### Written task
Write out, word for word, the lines of the items below, starting with the line that contains "Find the cluster" and going on through the line that contains "[(197, 257), (182, 91)]", with both of those lines included.

─── Material for the task ───

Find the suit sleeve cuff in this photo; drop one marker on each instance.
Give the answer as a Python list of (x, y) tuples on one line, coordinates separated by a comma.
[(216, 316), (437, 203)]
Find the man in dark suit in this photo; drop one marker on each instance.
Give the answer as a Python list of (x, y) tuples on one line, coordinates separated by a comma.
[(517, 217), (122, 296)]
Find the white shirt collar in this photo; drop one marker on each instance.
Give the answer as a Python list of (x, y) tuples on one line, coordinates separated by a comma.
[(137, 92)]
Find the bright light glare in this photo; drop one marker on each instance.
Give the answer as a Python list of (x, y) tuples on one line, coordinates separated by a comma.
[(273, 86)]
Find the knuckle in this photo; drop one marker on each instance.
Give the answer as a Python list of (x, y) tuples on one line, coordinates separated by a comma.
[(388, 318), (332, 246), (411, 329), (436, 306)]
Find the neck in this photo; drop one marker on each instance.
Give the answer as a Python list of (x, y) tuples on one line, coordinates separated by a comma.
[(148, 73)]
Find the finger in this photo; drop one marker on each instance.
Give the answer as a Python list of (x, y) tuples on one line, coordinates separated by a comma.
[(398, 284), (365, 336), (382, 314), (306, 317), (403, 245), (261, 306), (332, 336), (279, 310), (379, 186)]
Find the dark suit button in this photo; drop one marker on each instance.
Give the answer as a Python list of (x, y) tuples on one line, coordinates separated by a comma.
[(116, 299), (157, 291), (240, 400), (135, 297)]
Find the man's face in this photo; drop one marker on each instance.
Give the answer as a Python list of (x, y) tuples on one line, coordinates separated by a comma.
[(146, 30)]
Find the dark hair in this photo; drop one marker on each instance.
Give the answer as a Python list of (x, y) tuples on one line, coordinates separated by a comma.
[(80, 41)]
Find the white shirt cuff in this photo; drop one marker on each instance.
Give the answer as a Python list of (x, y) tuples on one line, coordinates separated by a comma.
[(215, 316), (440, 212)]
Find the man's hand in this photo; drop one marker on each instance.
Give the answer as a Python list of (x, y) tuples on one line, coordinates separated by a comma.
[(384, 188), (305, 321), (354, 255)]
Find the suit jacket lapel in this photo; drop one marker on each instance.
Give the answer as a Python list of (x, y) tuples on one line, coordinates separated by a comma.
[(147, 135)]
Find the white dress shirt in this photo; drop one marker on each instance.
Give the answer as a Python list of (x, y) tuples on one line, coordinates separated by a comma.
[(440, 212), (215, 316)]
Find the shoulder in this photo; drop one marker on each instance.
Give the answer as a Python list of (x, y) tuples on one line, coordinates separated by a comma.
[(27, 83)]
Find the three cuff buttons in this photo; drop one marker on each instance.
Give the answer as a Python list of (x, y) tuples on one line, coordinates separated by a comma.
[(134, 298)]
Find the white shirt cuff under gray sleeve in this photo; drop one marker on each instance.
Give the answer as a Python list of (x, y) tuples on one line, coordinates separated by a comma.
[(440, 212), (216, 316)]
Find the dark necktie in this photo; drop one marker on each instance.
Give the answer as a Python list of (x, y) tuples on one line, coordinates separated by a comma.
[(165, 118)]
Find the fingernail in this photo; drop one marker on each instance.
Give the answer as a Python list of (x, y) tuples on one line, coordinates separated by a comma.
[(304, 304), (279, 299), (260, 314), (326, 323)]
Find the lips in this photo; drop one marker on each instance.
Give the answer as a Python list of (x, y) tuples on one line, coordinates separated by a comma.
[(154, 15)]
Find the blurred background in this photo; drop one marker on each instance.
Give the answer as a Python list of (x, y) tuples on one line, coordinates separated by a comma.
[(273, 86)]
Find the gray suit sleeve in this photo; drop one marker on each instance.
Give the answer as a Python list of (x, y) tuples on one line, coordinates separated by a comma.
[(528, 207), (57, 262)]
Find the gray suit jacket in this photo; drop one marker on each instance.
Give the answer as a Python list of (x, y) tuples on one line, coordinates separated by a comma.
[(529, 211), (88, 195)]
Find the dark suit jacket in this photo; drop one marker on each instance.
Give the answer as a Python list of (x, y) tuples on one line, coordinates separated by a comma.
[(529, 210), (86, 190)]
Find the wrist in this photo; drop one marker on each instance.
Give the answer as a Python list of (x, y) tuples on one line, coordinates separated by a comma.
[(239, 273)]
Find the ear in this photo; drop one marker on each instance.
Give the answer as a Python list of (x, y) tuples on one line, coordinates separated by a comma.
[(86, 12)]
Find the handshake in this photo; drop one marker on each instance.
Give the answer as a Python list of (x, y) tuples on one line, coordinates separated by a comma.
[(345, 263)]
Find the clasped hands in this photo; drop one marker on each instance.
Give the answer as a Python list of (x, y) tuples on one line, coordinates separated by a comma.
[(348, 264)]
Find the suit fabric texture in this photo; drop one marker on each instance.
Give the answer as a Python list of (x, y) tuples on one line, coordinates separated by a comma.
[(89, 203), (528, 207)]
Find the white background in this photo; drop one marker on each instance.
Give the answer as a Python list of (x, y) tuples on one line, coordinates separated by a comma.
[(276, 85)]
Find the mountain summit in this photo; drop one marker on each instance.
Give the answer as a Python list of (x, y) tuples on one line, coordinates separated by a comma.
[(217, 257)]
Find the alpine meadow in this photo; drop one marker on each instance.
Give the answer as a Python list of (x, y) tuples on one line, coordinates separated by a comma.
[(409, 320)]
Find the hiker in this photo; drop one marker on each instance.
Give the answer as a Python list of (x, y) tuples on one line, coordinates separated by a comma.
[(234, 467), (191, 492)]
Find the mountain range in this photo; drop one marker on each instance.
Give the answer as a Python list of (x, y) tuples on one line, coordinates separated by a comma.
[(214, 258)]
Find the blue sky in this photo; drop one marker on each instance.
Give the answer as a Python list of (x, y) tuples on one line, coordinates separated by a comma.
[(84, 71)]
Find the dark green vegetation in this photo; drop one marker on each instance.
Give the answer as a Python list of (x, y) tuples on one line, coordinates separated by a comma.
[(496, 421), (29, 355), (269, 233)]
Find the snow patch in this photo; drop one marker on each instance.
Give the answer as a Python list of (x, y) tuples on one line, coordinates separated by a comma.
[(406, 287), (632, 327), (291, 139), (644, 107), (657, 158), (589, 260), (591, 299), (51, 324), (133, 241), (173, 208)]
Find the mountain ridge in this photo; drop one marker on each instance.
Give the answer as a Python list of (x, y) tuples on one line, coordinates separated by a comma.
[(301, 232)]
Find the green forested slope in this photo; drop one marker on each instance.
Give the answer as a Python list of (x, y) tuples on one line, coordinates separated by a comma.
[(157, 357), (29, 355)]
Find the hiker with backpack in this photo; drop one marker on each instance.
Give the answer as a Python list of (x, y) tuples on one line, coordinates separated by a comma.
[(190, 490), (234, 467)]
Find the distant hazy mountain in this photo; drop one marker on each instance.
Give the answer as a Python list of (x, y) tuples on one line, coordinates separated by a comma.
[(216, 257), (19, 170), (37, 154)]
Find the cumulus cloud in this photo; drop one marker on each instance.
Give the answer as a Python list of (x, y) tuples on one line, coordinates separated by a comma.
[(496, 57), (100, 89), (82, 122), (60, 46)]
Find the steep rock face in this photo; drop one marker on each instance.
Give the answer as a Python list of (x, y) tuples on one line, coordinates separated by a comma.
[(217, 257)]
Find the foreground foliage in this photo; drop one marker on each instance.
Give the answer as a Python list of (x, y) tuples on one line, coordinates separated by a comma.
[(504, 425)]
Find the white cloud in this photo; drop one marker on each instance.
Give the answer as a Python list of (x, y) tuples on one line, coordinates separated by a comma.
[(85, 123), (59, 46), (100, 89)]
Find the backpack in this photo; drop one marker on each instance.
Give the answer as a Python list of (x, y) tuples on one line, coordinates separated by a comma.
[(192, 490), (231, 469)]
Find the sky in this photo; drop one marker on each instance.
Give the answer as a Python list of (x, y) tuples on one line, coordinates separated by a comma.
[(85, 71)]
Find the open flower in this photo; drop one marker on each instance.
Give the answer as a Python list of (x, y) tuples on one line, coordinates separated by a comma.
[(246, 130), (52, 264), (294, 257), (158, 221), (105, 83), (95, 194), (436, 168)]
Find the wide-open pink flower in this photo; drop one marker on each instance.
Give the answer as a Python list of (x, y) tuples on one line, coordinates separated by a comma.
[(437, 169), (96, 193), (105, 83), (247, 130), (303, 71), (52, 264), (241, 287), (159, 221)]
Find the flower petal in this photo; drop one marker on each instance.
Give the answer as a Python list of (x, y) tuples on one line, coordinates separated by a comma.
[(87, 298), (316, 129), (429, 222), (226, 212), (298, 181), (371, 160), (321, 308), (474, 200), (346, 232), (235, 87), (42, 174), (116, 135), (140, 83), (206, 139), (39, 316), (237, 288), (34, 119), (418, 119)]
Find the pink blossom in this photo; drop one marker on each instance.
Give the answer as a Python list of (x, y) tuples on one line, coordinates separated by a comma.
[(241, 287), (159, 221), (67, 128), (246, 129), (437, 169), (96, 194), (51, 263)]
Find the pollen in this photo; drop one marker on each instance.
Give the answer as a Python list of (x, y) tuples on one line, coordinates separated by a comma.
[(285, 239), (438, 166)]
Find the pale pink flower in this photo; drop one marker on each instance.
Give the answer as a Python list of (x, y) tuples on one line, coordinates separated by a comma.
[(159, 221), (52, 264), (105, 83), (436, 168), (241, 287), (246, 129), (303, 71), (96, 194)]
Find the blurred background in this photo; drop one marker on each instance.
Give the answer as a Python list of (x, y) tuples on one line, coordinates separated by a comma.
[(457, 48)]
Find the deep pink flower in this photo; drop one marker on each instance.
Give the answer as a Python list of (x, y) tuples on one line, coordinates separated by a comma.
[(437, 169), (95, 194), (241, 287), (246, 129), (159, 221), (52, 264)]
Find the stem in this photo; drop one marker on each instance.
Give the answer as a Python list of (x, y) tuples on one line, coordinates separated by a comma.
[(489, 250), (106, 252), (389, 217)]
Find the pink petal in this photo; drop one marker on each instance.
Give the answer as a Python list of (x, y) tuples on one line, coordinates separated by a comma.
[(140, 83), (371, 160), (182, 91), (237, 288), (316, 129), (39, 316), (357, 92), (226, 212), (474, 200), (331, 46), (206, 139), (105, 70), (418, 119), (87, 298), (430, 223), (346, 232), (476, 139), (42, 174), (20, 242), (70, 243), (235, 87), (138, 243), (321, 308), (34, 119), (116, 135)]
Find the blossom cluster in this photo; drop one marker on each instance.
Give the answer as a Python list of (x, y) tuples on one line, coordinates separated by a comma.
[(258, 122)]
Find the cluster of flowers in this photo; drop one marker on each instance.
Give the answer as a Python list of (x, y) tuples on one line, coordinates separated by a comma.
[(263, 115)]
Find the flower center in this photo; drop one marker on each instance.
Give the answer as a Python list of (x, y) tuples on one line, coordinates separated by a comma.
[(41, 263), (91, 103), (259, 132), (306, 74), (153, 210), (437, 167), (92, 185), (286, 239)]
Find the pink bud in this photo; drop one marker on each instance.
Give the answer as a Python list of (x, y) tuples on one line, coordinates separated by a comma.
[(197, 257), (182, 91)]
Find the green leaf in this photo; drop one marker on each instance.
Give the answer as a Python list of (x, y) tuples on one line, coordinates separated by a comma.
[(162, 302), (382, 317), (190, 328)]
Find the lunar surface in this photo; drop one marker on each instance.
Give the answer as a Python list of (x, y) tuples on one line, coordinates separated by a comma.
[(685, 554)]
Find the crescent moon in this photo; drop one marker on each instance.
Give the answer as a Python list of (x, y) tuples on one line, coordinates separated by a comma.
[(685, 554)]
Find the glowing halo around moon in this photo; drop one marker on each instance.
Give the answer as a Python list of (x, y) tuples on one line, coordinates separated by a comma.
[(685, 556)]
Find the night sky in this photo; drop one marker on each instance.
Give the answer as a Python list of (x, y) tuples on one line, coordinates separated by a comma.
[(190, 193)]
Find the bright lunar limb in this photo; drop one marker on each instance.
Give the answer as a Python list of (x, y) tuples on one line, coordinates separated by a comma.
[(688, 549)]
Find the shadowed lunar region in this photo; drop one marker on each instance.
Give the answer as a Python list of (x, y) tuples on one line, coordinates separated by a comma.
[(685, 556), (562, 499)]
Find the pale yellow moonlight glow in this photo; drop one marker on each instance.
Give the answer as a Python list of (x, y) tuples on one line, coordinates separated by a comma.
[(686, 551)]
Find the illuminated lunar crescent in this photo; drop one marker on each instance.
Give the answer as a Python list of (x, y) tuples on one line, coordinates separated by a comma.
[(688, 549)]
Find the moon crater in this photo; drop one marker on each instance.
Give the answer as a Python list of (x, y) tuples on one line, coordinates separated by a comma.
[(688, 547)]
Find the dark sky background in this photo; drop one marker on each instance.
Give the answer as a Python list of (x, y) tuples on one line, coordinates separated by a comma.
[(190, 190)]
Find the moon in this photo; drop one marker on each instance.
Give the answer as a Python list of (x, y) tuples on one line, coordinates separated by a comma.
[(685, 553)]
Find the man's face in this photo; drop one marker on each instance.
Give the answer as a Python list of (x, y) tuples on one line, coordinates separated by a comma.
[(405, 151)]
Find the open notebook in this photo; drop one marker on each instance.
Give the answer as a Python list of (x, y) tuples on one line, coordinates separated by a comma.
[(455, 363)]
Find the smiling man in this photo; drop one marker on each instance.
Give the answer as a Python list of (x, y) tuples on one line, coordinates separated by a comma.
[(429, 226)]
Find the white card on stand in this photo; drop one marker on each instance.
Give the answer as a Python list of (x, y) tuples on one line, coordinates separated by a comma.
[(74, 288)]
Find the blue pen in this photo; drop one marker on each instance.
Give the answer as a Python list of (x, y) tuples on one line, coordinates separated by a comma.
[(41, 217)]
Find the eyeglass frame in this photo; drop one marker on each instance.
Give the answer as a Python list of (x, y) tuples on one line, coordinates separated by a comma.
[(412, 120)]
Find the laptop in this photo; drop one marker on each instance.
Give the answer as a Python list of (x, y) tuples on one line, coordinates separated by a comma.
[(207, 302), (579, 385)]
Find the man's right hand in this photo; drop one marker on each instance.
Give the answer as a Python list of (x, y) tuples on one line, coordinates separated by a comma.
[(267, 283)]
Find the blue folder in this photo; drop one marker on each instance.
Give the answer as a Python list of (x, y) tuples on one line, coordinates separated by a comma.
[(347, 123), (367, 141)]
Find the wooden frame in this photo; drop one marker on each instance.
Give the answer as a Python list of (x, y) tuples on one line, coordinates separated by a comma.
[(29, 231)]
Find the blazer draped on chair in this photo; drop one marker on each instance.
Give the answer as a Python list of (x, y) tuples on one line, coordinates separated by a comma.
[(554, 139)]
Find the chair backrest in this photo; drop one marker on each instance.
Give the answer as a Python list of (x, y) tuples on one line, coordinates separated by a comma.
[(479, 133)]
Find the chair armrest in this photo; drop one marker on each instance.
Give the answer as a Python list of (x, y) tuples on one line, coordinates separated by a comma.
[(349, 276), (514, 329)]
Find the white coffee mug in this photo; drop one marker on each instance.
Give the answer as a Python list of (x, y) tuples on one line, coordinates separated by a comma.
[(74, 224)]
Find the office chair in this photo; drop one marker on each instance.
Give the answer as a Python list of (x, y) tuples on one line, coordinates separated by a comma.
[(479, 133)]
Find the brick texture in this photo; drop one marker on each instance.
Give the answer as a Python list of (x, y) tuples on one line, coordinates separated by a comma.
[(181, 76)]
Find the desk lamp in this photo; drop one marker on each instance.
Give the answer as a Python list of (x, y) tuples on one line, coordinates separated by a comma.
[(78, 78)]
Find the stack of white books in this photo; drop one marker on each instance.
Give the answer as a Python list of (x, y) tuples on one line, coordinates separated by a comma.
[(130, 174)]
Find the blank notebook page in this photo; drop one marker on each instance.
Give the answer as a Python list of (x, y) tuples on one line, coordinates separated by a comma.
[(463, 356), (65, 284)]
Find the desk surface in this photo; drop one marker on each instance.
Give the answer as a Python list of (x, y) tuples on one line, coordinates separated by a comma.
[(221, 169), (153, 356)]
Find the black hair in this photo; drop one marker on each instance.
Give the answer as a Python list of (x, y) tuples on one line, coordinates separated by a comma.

───

### Output below
Find the cluster of flowers in this photo; drop one marker on each instance.
Give the answer as a Python list of (x, y) tuples on one line, coordinates separated by a comma.
[(263, 115)]
Find the flower center in this photo; drop one marker on each instance.
Give the answer as a Python list of (x, y) tuples on one line, coordinates separated by a comma.
[(41, 263), (91, 103), (259, 132), (306, 74), (153, 210), (437, 167), (92, 185), (286, 239)]
Find the pink bud in this photo; drop one marker on each instance.
Give the answer as a Python list of (x, y) tuples on one line, coordinates separated by a comma.
[(197, 257), (182, 91)]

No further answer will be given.